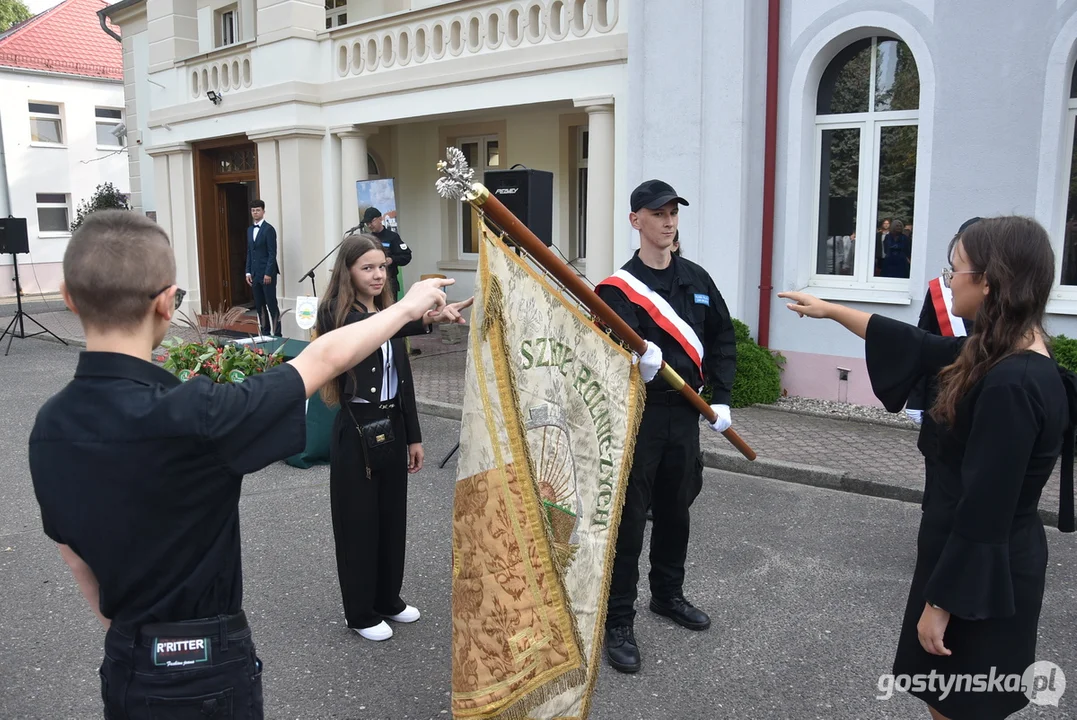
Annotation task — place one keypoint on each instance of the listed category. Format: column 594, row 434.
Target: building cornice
column 288, row 132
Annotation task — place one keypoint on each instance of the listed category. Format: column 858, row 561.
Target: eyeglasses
column 180, row 294
column 948, row 274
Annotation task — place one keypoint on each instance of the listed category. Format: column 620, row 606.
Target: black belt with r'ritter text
column 199, row 627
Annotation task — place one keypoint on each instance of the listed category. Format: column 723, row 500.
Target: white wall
column 75, row 169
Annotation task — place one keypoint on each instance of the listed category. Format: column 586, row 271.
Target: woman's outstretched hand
column 807, row 305
column 424, row 297
column 450, row 313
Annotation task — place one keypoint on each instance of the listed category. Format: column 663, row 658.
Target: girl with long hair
column 1005, row 411
column 376, row 442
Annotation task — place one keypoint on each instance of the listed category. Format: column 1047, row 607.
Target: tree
column 12, row 12
column 105, row 198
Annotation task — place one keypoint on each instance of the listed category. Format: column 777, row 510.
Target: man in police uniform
column 138, row 476
column 673, row 305
column 397, row 254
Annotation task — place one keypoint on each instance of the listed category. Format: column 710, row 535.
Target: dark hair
column 113, row 265
column 1015, row 256
column 339, row 298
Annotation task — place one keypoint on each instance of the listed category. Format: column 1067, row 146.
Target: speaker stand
column 451, row 452
column 21, row 314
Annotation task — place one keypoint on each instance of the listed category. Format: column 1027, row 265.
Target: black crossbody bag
column 377, row 439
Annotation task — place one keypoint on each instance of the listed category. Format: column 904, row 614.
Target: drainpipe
column 770, row 152
column 103, row 19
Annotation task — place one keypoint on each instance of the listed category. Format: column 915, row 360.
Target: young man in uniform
column 138, row 475
column 397, row 254
column 672, row 304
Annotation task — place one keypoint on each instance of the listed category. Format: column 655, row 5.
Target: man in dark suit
column 262, row 269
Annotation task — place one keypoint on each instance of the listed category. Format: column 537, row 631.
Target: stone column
column 600, row 184
column 290, row 181
column 353, row 168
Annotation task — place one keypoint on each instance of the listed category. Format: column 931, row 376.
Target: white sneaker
column 378, row 633
column 408, row 615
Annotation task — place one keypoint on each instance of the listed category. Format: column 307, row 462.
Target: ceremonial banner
column 550, row 411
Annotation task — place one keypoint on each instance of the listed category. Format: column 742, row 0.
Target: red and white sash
column 950, row 325
column 660, row 311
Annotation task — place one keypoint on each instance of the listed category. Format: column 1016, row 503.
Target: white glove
column 724, row 421
column 651, row 363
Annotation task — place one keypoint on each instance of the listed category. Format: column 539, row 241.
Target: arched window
column 866, row 117
column 1069, row 238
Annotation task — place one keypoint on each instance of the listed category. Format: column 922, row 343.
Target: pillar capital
column 353, row 130
column 598, row 104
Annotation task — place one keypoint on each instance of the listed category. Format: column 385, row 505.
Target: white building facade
column 58, row 144
column 801, row 131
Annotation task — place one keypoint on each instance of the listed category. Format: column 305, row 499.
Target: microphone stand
column 310, row 273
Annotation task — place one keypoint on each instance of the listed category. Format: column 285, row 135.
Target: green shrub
column 758, row 379
column 1065, row 352
column 106, row 197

• • • • • • •

- SHORT EXERCISE: Please edit these lines by replacing "keypoint" with "marker" wherever it appears, and change nothing else. Leave the pictures out of your answer.

- TASK RESPONSE:
Annotation task — place one marker on each instance of the listed category. Format: column 594, row 434.
Target: building cornice
column 288, row 132
Annotation task — place one marker on each instance of the listed category. Format: column 858, row 561.
Target: eyeglasses
column 180, row 294
column 948, row 274
Annotation task — place one marker on each instance of the listed category. Format: column 620, row 606.
Target: black belt with r'ritter text
column 199, row 627
Annotation task — place one marker on each instance of the listed category. Format: column 723, row 500.
Target: white wall
column 75, row 169
Annotation task — place one marker on each instance of the listed category. Format: column 586, row 271.
Target: woman's outstretched hand
column 807, row 305
column 424, row 297
column 450, row 313
Annotation task — place one marker on each instance of the listed category. Format: column 663, row 658.
Target: girl with long hair
column 1005, row 411
column 376, row 442
Annotation task — place one marker on each instance of the listed category. Format: column 1047, row 607.
Target: tree
column 12, row 12
column 105, row 198
Annotation task — place one marker on each instance of the listed category. Format: column 777, row 510.
Target: man in police uniform
column 138, row 476
column 673, row 305
column 397, row 254
Annotation task — place one marker on each instance of the listed category. Format: column 710, row 535.
Target: dark hair
column 113, row 265
column 1015, row 256
column 339, row 298
Annotation task — place one marker on each instance of the listed category. Format: column 1067, row 146.
Target: speaker stand
column 451, row 452
column 21, row 314
Annotation task — place one marker on each instance of the listed category. Format: column 1027, row 265.
Target: black crossbody bag
column 377, row 439
Annotation task — place one marker on each instance of the listed category. Format: column 904, row 614.
Target: drainpipe
column 770, row 152
column 103, row 19
Annotation task — place one marker on each instance of the listed category. Format: column 915, row 360.
Target: young man in uniform
column 138, row 475
column 397, row 254
column 672, row 304
Annotation task — place one marker on each instance of the listed category. Format: column 655, row 5.
Target: man in dark suit
column 262, row 269
Annotation task — place one marker on each instance of the listed category. Format: column 537, row 631.
Target: stone column
column 600, row 184
column 290, row 181
column 353, row 168
Annotation task — place one marker on each instance of the listed category. Format: column 931, row 376.
Target: white sneaker
column 378, row 633
column 408, row 615
Annotation task — place one marker on each instance of the listed category. Format: column 307, row 462.
Target: ceremonial banner
column 550, row 411
Annotation task — place one marker on each instance of the listed category. Format: column 742, row 0.
Target: red and white sash
column 950, row 325
column 660, row 311
Annotation task — place one marker on each instance of the listed category. Format: column 1016, row 503.
Target: white glove
column 724, row 421
column 651, row 363
Annotation task — place one marker on each instance of the listed category. Format: column 539, row 241.
Target: arched window
column 866, row 117
column 1069, row 238
Annotation task — place one marker on each instance of the listed category. Format: column 922, row 343.
Target: pillar capital
column 353, row 130
column 598, row 104
Annotation task — place one marker on each instance of the listed category. Format: column 385, row 505.
Target: white building facade
column 58, row 144
column 801, row 131
Annotation task — place one marker on each instance of the listed category. Format: column 305, row 499.
Target: microphone stand
column 310, row 273
Annotation task — place one marker on each instance of the listed category. Format: column 285, row 135.
Target: green shrub
column 758, row 379
column 1065, row 352
column 106, row 197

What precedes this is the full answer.